Write each line word for word, from the line that contains "For each instance of the white saddle" through the last line of the material below.

--- MATERIAL FOR THIS EXERCISE ---

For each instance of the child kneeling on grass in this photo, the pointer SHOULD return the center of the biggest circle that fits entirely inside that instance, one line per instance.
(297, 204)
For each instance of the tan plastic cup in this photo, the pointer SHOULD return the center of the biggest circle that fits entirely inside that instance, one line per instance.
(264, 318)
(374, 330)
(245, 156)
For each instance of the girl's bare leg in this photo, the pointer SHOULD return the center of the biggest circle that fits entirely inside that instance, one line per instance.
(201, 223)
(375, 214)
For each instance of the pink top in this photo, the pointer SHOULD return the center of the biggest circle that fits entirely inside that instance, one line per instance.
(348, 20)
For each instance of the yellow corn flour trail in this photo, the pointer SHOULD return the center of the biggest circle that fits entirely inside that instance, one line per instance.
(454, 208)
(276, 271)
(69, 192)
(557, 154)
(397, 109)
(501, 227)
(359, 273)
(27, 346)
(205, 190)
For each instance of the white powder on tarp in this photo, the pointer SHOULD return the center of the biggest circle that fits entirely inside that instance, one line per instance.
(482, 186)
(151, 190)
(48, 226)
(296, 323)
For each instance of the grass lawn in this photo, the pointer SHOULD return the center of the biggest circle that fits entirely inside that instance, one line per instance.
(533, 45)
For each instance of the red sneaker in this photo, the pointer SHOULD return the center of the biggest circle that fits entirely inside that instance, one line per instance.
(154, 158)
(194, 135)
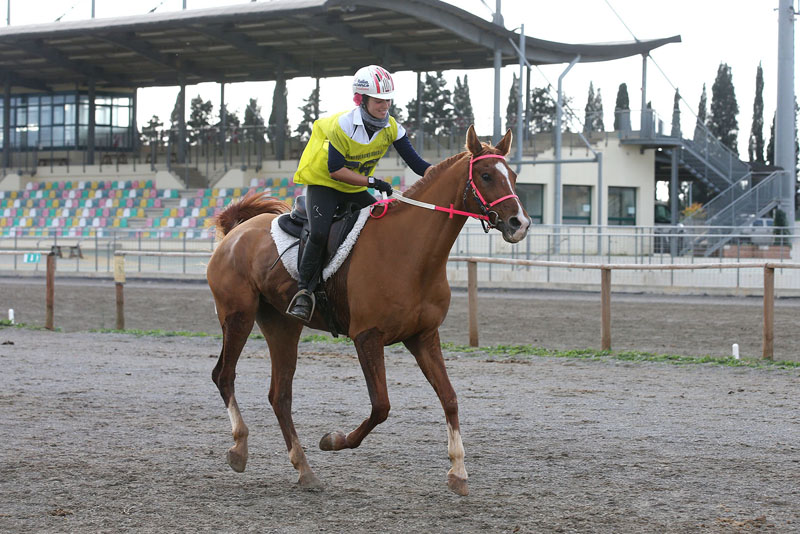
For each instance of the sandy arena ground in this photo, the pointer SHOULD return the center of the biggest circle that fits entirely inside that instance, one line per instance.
(119, 433)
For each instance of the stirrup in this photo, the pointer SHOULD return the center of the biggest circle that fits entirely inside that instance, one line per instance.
(298, 314)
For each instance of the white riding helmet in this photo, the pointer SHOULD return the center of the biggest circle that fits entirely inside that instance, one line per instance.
(374, 81)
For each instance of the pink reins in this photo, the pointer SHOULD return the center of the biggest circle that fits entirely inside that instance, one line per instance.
(451, 211)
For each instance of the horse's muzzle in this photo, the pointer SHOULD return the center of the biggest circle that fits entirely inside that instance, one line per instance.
(515, 228)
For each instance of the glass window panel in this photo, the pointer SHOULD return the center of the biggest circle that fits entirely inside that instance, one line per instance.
(46, 136)
(102, 136)
(122, 117)
(69, 136)
(58, 114)
(58, 136)
(622, 206)
(69, 114)
(577, 204)
(46, 116)
(102, 115)
(531, 196)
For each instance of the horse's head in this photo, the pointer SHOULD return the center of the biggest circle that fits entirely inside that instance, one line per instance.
(493, 185)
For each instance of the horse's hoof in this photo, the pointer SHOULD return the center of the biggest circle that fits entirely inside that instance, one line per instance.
(236, 460)
(458, 485)
(333, 441)
(309, 482)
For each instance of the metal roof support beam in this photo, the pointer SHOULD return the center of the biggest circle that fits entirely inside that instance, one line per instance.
(250, 47)
(7, 124)
(60, 59)
(147, 51)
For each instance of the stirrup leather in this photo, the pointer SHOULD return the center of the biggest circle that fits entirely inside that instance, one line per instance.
(307, 293)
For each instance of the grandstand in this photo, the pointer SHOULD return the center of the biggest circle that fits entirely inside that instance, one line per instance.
(99, 208)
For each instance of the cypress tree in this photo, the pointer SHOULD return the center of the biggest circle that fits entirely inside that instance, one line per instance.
(702, 108)
(511, 109)
(437, 108)
(620, 107)
(755, 146)
(722, 121)
(311, 112)
(543, 110)
(462, 107)
(676, 115)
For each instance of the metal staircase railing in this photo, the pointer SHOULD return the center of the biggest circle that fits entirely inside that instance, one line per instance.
(731, 210)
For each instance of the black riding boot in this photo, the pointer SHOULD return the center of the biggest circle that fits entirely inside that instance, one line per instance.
(302, 305)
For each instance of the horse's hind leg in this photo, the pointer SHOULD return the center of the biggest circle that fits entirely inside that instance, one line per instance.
(236, 327)
(282, 335)
(369, 345)
(428, 352)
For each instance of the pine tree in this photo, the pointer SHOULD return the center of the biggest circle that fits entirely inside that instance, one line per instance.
(253, 121)
(437, 108)
(722, 121)
(755, 146)
(311, 113)
(676, 115)
(199, 117)
(702, 107)
(622, 108)
(462, 107)
(599, 125)
(543, 111)
(771, 145)
(589, 111)
(513, 101)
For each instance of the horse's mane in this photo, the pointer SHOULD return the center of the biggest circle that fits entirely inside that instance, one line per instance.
(437, 169)
(249, 206)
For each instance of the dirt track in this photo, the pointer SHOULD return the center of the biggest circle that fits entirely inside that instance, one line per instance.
(112, 432)
(558, 320)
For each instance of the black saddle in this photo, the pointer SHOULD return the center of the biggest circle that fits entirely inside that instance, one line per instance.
(296, 225)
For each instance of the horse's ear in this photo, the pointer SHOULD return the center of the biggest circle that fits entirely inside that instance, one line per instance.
(504, 146)
(473, 144)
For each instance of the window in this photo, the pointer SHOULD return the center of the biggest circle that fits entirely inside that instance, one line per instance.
(577, 204)
(622, 206)
(531, 197)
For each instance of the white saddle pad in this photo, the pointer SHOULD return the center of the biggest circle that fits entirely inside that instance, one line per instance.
(283, 241)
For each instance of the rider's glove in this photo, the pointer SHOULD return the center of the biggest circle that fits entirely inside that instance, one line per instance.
(379, 185)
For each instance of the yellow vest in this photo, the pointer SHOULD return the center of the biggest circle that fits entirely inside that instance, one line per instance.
(313, 167)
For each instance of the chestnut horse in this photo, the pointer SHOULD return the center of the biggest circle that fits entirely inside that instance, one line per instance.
(392, 288)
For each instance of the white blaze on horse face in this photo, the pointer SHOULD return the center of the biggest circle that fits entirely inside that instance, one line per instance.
(502, 168)
(455, 450)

---

SOLUTION BELOW:
For each instance of the white saddle pad in this photo, the pointer SHOULD return the center of the biggest circle that fits entirely inside that instance, one line per instance.
(283, 241)
For each instance of the rider's glove in this photo, the pointer SHOULD return the center of the biggest circle that fits entirely inside that instance, one line per instance.
(379, 185)
For each instance of the yellow vest in this photo, the pointer SHOULD return the center of the biggest circle that fits entirely inside that instance, one line per instance.
(313, 167)
For each instance of the chestnut horse in this photo, the pointer SHOULD return the center of the biggest circle that fits entirely inside that instance, one line per instance.
(392, 288)
For each instance of the white blaze on horse face in this photo, the pointer SHOULD return the center of the biggest circle that fits entirely inside that instance, one line per instance.
(502, 168)
(455, 450)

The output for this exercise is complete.